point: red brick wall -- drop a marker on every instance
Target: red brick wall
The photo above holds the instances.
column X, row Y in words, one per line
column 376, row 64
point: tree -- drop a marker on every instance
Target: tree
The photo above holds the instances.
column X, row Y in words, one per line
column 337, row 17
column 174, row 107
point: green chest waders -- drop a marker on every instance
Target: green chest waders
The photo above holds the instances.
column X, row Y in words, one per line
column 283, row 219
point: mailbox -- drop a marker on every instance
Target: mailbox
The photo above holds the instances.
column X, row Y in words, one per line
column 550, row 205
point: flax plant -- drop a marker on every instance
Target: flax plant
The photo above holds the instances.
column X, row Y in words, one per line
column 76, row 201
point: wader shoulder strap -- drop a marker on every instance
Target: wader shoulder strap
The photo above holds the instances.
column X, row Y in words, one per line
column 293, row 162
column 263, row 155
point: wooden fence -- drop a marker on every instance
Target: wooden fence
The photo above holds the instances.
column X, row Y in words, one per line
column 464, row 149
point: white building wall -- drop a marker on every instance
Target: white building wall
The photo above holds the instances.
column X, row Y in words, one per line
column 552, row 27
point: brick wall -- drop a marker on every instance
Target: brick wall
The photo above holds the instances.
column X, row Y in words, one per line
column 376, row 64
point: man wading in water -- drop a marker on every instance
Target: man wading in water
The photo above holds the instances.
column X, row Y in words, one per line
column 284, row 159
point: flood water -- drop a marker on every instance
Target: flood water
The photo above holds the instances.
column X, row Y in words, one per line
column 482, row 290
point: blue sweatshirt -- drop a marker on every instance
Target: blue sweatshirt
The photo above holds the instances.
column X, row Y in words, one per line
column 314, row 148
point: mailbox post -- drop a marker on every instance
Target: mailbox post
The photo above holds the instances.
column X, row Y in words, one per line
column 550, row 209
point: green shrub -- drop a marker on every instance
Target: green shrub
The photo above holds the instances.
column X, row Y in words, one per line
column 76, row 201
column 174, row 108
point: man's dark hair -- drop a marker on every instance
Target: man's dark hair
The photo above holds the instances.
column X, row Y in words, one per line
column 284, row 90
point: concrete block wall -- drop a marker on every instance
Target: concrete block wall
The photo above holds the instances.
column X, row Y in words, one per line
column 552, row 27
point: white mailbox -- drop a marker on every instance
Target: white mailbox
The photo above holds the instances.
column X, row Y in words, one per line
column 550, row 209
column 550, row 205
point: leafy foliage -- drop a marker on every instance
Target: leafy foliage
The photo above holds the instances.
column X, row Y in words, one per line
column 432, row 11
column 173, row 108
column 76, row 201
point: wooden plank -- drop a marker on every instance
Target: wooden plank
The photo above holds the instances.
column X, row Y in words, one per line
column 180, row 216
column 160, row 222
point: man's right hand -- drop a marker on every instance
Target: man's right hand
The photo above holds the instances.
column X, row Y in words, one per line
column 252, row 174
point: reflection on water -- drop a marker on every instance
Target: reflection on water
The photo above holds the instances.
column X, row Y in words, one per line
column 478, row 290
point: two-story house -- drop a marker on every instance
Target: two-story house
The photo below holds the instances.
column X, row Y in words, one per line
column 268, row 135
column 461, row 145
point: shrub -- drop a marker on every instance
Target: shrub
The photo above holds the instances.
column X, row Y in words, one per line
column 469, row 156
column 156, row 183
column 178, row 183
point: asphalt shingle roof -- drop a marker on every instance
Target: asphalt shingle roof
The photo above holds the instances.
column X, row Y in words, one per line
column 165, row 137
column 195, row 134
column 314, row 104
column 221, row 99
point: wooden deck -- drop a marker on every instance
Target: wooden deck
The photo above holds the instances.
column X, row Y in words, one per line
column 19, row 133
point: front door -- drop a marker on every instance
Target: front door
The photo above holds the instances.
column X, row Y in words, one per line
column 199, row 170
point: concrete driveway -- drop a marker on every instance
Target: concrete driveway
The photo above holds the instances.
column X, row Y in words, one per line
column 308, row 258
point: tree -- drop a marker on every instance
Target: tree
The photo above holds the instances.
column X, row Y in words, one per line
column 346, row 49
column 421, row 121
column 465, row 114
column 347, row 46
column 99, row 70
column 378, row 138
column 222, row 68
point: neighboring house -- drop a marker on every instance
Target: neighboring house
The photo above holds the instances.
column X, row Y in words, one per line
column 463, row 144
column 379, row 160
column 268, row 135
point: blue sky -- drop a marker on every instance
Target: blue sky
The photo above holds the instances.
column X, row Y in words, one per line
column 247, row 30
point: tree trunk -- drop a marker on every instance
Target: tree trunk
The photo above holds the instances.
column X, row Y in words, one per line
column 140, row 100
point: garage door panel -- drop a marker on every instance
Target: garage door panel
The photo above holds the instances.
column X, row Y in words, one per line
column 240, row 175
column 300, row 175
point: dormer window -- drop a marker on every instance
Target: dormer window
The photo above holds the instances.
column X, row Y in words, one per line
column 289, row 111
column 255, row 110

------------------------------

◆ **Brief**: Can you convert the records, starting at the first one and going on through the line with "column 464, row 149" (both ends included), into a two-column CSV with the headers text and answer? Give one row per record, put each field in double quotes, and turn every line break into a space.

◆ **Final result**:
text,answer
"point: red brick wall -- drop a marker on every instance Target: red brick wall The photo above holds the instances. column X, row Y in words, one per line","column 376, row 64"
"point: tree -- drop a marker on every instance Target: tree The photo above holds the instances. column X, row Y in words, one per line","column 337, row 17 column 174, row 107"
"point: green chest waders -- drop a marker on every instance Target: green chest waders The photo above holds the instances. column X, row Y in words, one per line","column 283, row 219"
"point: mailbox -- drop a marker on every instance Target: mailbox The photo above holds the instances. column X, row Y in words, one per line","column 550, row 205"
"point: flax plant -- drop a marker on every instance Target: flax plant The photo above holds the instances. column X, row Y in words, one per line","column 76, row 201"
"point: wader shoulder strap -- drop a marker on every instance Target: wader shoulder strap The photo above holds the instances. column X, row Y in words, one per line","column 293, row 162 column 263, row 155"
"point: wooden fence -- drop a marker on every instance Target: wooden fence The photo above holds the instances. column X, row Y in words, one per line","column 464, row 149"